**WORK TO COMPLETE:** Reproduce the satirical blog post on rich people, poor people and benefit reform below, word for word and in full.

**TEXT PROVIDED:**
>> START

Rich people have told us they need more money so what we're doing is rolling up our sleeves and taking money from the poor people and giving it to the rich people. Then the rich people will roll up their sleeves and save the world economy.

Of course there is a tiny minority of rich people who do bad things. And we take this very seriously indeed. We say to them, 'Naughty!'  And I'm pleased to say that even the Labour Party - who brought the world economy to its knees - are saying much the same thing. We all say, 'Naughty!' So no one accuse us of not taking this matter very seriously indeed.

There's your problem in a nutshell; poor people are too rich. Quick, give that man a job, while there's still time for him to e-mail a keynote speech over to Davos!


Wednesday, 25 January 2012

In-depth analysis

Speaking of benefit reform, you will, as always, find some of the best analysis in two of my favourite news sources:

Work and Pensions Secretary Iain Duncan Smith insists that the current system means that there is little incentive for people to seek employment, but critics have claimed that actual jobs being available are also vital when it comes to finding work.

“In principle, encouraging people to find work is something that few people will argue with,” said Professor of Unpopular Opinions, Dr Evan Jessop.

“However, a major factor in someone’s ability to become employed is the existence of a job to become employed in.”

“A more sensible approach would be to encourage people into jobs that are actually there rather than ones that aren’t,” he argued


Julian Cook, chief economist at Donnelly-McPartlin, said: "Welfare reform is always complex and controversial but I think we can safely say that this time it is going to be perfect."

>> END

**RECORDED INFORMATION:**

>> START

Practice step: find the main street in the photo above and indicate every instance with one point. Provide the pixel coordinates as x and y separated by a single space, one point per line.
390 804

>> END

**OUTPUT OF THE EXERCISE:**
Rich people have told us they need more money so what we're doing is rolling up our sleeves and taking money from the poor people and giving it to the rich people. Then the rich people will roll up their sleeves and save the world economy.

Of course there is a tiny minority of rich people who do bad things. And we take this very seriously indeed. We say to them, 'Naughty!'  And I'm pleased to say that even the Labour Party - who brought the world economy to its knees - are saying much the same thing. We all say, 'Naughty!' So no one accuse us of not taking this matter very seriously indeed.

There's your problem in a nutshell; poor people are too rich. Quick, give that man a job, while there's still time for him to e-mail a keynote speech over to Davos!


Wednesday, 25 January 2012

In-depth analysis

Speaking of benefit reform, you will, as always, find some of the best analysis in two of my favourite news sources:

Work and Pensions Secretary Iain Duncan Smith insists that the current system means that there is little incentive for people to seek employment, but critics have claimed that actual jobs being available are also vital when it comes to finding work.

“In principle, encouraging people to find work is something that few people will argue with,” said Professor of Unpopular Opinions, Dr Evan Jessop.

“However, a major factor in someone’s ability to become employed is the existence of a job to become employed in.”

“A more sensible approach would be to encourage people into jobs that are actually there rather than ones that aren’t,” he argued


Julian Cook, chief economist at Donnelly-McPartlin, said: "Welfare reform is always complex and controversial but I think we can safely say that this time it is going to be perfect."